- Do this
Convert each line of the listing below into a JSON list of strings, starting at the line containing "Where can the red" and continuing through the end of the listing, with one string per line and blank lines omitted. Leave the pictures out of the answer.

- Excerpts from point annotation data
★ ★ ★

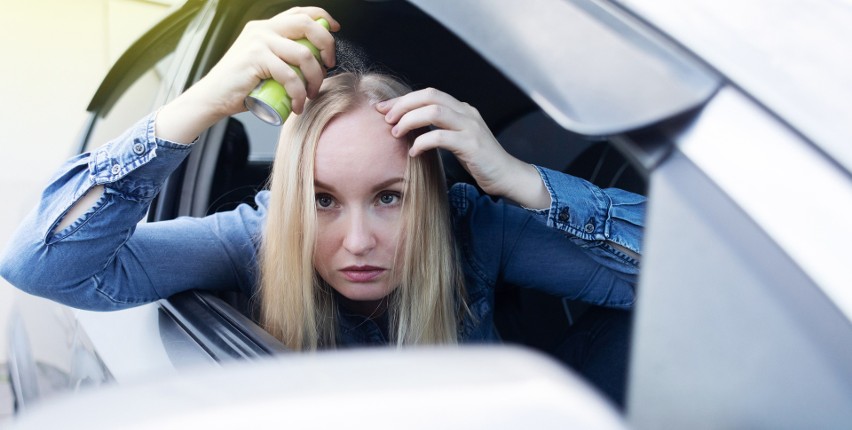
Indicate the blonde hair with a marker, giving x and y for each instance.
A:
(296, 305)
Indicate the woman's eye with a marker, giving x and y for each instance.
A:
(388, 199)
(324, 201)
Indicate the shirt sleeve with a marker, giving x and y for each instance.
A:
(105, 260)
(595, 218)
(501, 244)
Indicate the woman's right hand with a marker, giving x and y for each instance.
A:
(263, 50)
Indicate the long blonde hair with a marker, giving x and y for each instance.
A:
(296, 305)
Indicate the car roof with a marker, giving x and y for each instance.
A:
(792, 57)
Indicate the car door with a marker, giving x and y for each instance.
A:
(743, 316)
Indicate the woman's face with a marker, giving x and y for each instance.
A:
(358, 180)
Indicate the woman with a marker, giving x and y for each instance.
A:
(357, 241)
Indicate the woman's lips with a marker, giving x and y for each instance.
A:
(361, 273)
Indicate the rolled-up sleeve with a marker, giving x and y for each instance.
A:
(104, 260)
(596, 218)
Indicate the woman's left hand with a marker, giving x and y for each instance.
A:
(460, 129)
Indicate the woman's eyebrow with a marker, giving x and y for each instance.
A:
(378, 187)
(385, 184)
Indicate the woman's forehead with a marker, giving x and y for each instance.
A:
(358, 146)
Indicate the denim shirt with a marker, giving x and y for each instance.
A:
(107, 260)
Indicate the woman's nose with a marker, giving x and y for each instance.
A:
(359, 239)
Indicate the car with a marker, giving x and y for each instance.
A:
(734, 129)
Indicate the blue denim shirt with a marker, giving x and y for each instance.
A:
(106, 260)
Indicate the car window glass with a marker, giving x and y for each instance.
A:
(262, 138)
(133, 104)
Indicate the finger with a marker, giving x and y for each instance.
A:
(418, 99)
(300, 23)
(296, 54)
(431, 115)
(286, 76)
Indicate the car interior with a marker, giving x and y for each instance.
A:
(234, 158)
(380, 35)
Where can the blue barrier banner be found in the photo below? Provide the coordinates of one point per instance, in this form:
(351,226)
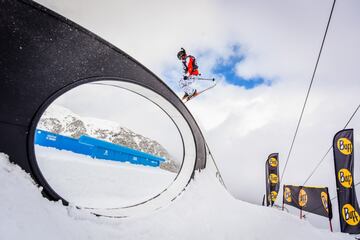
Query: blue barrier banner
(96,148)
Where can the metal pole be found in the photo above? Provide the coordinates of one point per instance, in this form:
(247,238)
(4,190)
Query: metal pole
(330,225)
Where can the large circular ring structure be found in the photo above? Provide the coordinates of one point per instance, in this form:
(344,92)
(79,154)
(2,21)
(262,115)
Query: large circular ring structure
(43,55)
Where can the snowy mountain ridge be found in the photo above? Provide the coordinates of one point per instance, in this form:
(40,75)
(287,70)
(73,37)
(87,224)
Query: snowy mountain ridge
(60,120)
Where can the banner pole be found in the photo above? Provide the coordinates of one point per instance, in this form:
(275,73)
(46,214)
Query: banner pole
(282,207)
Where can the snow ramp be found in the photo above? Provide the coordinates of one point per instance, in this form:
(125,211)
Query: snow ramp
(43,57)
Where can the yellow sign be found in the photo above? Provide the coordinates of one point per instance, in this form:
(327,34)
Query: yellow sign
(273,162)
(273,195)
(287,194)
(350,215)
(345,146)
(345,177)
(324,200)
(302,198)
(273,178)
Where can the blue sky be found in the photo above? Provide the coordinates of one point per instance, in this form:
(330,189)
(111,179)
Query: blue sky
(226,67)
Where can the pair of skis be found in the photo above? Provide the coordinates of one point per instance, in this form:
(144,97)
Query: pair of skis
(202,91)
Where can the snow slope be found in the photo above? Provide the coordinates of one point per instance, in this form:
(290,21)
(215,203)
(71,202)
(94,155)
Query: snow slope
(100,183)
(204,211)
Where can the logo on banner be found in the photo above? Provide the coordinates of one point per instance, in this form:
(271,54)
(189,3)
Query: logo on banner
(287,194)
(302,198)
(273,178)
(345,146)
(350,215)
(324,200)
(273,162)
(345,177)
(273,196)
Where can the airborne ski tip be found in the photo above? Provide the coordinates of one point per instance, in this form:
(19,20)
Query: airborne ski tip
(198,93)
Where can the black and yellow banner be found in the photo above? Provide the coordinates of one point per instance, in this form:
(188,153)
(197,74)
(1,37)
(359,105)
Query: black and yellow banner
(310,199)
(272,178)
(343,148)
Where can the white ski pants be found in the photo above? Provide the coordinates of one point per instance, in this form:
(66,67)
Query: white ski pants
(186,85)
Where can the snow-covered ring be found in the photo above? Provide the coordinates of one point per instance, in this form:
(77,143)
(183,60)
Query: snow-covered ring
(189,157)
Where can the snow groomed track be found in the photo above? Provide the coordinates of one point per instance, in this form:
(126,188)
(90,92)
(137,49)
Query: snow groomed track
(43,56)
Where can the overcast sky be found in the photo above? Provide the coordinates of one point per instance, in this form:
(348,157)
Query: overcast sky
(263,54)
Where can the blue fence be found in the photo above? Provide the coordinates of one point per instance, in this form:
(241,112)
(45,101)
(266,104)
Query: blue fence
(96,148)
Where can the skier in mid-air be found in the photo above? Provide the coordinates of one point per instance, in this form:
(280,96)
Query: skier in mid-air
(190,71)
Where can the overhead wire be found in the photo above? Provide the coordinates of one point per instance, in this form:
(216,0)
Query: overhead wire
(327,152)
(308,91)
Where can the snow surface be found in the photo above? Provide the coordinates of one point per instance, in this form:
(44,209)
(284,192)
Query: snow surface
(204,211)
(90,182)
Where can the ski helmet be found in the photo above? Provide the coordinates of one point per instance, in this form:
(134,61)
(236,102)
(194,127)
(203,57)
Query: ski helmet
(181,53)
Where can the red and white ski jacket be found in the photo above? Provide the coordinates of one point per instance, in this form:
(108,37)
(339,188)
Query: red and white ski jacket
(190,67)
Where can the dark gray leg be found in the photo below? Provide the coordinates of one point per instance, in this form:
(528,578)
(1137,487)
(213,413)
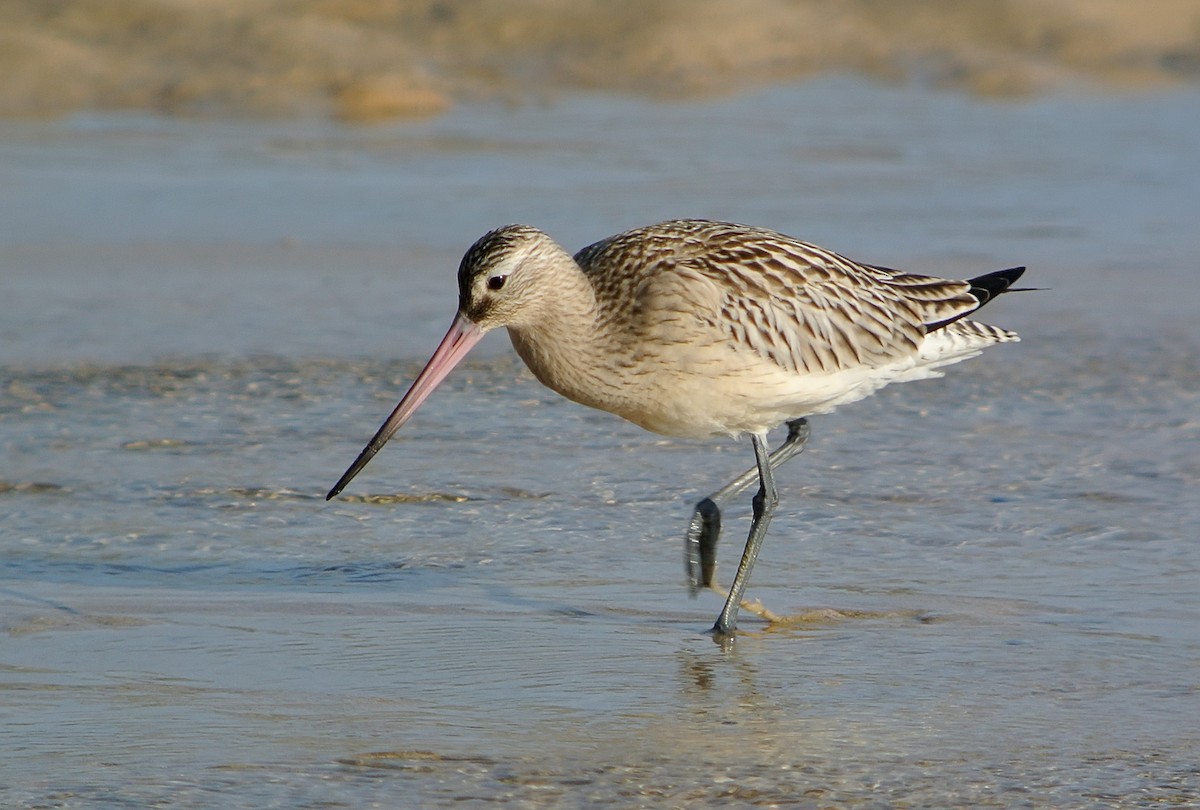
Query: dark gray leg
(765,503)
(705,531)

★ ★ ★

- Reply
[
  "Where can the red and white ski jacket be found in the photo above? Provide the coordinates of one point per instance, in this form:",
  "(108,37)",
  "(339,188)",
  "Query: red and white ski jacket",
  "(190,67)",
  "Where can the dark gray leg be found in the photo below? Provide the coordinates of one point per instance, in this form:",
  "(528,578)",
  "(1137,487)",
  "(213,413)",
  "Query: dark gray leg",
  "(765,503)",
  "(705,531)"
]